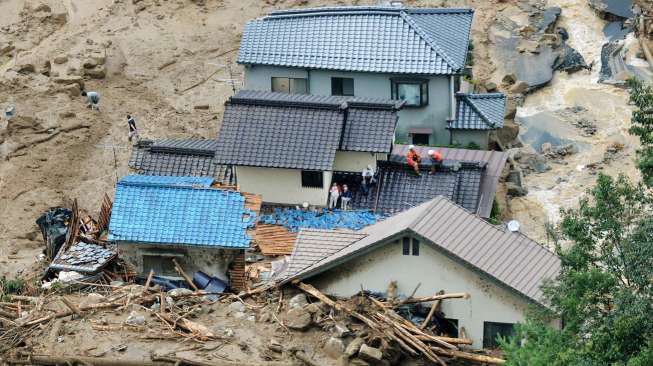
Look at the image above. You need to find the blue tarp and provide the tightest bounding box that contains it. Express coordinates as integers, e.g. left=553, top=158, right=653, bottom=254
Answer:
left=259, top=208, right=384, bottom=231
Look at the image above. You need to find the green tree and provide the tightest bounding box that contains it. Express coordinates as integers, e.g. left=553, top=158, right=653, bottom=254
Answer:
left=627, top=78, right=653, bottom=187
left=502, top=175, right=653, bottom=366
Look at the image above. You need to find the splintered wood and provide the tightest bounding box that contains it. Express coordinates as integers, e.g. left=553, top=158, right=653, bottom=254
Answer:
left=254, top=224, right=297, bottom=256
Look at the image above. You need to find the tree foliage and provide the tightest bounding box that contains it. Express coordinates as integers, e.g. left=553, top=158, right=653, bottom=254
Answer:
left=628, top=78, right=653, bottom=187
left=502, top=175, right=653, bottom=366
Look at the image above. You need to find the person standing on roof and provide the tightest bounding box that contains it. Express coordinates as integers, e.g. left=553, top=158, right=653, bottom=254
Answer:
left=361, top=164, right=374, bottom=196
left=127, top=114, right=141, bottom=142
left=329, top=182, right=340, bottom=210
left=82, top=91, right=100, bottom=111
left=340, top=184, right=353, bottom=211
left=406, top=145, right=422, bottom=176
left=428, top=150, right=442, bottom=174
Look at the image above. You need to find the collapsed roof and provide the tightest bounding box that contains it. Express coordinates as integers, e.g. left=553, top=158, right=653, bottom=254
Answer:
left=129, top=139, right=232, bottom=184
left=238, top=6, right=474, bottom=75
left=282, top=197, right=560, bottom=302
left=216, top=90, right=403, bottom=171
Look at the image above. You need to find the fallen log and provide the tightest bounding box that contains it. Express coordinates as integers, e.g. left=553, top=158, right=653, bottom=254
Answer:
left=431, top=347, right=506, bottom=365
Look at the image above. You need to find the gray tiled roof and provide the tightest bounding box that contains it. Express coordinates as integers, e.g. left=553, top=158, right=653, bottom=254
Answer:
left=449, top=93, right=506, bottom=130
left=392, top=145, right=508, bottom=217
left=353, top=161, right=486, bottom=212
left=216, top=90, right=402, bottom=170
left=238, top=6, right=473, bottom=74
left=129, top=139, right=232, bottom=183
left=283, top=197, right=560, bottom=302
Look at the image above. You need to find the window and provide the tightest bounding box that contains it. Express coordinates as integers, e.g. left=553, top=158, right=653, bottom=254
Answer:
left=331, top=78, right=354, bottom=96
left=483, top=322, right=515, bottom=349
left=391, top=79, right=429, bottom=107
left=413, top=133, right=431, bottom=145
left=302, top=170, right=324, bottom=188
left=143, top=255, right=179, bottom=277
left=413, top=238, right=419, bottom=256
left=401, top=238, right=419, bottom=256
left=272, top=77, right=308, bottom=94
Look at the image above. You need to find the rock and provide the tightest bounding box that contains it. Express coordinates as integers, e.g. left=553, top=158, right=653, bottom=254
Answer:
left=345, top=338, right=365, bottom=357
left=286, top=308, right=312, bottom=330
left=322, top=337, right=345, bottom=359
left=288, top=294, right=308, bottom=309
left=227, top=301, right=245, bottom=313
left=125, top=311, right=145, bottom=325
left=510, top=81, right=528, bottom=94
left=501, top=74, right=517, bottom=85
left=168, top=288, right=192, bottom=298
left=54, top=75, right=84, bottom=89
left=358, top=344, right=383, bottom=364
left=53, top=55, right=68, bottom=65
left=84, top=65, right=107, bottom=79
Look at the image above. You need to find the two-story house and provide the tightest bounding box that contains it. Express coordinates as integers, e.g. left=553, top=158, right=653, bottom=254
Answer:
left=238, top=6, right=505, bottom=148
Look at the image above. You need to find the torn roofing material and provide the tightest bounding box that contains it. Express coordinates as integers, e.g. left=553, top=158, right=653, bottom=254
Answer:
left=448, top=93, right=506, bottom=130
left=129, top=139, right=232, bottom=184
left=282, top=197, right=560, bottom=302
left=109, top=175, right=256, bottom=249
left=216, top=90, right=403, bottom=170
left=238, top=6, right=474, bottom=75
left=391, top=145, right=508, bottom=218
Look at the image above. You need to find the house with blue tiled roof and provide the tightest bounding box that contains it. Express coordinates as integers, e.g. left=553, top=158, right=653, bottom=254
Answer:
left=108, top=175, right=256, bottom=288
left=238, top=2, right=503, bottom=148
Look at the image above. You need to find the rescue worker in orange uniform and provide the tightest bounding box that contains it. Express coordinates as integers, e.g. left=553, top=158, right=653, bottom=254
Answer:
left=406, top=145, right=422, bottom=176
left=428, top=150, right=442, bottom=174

Stated task: Copy all of the data above word for word, leaving out the pictures.

Task result:
Look at the image above. You need to find the blue tarp and provide the tightest bounding box that contains it. Express coordinates as integers, e.g. left=553, top=158, right=653, bottom=254
Answer:
left=259, top=208, right=384, bottom=231
Look at the image above. You need to find the green tree and provide the tightest bounding box that contains it. Express coordinates as integers, e.g. left=553, top=158, right=653, bottom=254
Answer:
left=627, top=78, right=653, bottom=187
left=502, top=175, right=653, bottom=366
Look at the image above. You need to find the splintered wood and provide the tightest bounding box that contains it. Express coordinates as integers, e.g. left=553, top=158, right=653, bottom=254
Answer:
left=254, top=224, right=297, bottom=256
Look at the image above. You need to find the tree foliage and provide the tightest bounding box that contains it. Express coordinates as integers, e.g. left=553, top=158, right=653, bottom=254
Answer:
left=628, top=78, right=653, bottom=187
left=502, top=175, right=653, bottom=366
Look at the image above. You need to find the person standing on roof and provide the tightest bounding box that contains it. Express coordinates as integers, e.g. left=553, top=158, right=653, bottom=254
Answer:
left=361, top=164, right=374, bottom=196
left=127, top=114, right=141, bottom=142
left=329, top=182, right=340, bottom=210
left=82, top=91, right=100, bottom=111
left=340, top=184, right=353, bottom=211
left=406, top=145, right=422, bottom=176
left=428, top=150, right=442, bottom=174
Look at the image above. You need to find the collapsed roof and provide the tightest bounding box that contains it. Express coordinates as integers, e.g. left=553, top=158, right=653, bottom=254
Answer:
left=129, top=139, right=232, bottom=184
left=238, top=6, right=474, bottom=75
left=282, top=197, right=560, bottom=302
left=216, top=90, right=403, bottom=171
Look at the image above. You need to find the fallen log and provide the tightest bounding box that contains it. Express coordinates as integers, e.g. left=553, top=158, right=653, bottom=254
Answer:
left=431, top=347, right=506, bottom=365
Look at the image above. You need to find the gray tiled roof and provide the tightest bounding box that contains it. Express coordinates as integers, e.g. left=553, top=158, right=653, bottom=254
Answer:
left=449, top=93, right=506, bottom=130
left=392, top=145, right=508, bottom=217
left=353, top=161, right=486, bottom=212
left=216, top=90, right=402, bottom=170
left=238, top=6, right=473, bottom=74
left=129, top=139, right=232, bottom=183
left=283, top=197, right=560, bottom=302
Look at the image above. You need to find the window and provide the tightest bounding box that contains it. Express coordinates as integers, e.g. left=553, top=158, right=653, bottom=254
Answer:
left=331, top=78, right=354, bottom=96
left=483, top=322, right=515, bottom=349
left=391, top=79, right=429, bottom=107
left=413, top=133, right=431, bottom=145
left=302, top=170, right=324, bottom=188
left=143, top=255, right=179, bottom=277
left=413, top=238, right=419, bottom=256
left=401, top=238, right=419, bottom=256
left=272, top=77, right=308, bottom=94
Look at the image above. You need to find the rock and provide the tightest bounding box that contains it. Express coordinates as integers, e.g. left=553, top=158, right=653, bottom=254
Answer:
left=345, top=338, right=365, bottom=357
left=286, top=308, right=312, bottom=330
left=322, top=337, right=345, bottom=359
left=288, top=294, right=308, bottom=309
left=227, top=301, right=245, bottom=313
left=125, top=311, right=145, bottom=325
left=510, top=81, right=528, bottom=94
left=501, top=74, right=517, bottom=85
left=168, top=288, right=192, bottom=298
left=54, top=75, right=84, bottom=89
left=358, top=344, right=383, bottom=364
left=53, top=55, right=68, bottom=65
left=84, top=65, right=107, bottom=79
Look at the image above. You need to find the two-story house and provide the tightest bounding box that contains it. Express coordinates as integers, e.g. left=553, top=158, right=653, bottom=254
Answer:
left=238, top=6, right=505, bottom=148
Look at the image above. You need to find the torn roofing material and provide the tightest bounding box that contains it. Express coordinates as integers, e.g. left=553, top=158, right=653, bottom=254
Answer:
left=448, top=93, right=506, bottom=130
left=129, top=139, right=232, bottom=184
left=282, top=197, right=560, bottom=302
left=109, top=175, right=256, bottom=249
left=216, top=90, right=403, bottom=170
left=238, top=6, right=474, bottom=75
left=391, top=145, right=508, bottom=218
Look at the image above. You need to find the house with blue tiled roof and provide the tightest bounding box that contains it. Express coordinates as integers, e.g. left=553, top=158, right=653, bottom=254
Answer:
left=108, top=175, right=256, bottom=288
left=238, top=2, right=503, bottom=148
Look at the image above. You need to find the rescue worker in orange uniform and provide the tightest bounding box that contains it. Express coordinates as integers, e.g. left=553, top=158, right=653, bottom=254
Answer:
left=406, top=145, right=422, bottom=176
left=428, top=150, right=442, bottom=174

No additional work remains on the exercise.